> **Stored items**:
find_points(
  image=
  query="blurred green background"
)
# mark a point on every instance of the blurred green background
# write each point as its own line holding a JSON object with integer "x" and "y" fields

> **GOAL**:
Rewrite the items with "green" replaced by "gray" everywhere it appears, leaving everything else unchanged.

> **OUTPUT**:
find_points(
  image=
  query="blurred gray background"
)
# mark a point on every instance of the blurred gray background
# write each point as its own line holding a JSON object with integer "x" and "y" fields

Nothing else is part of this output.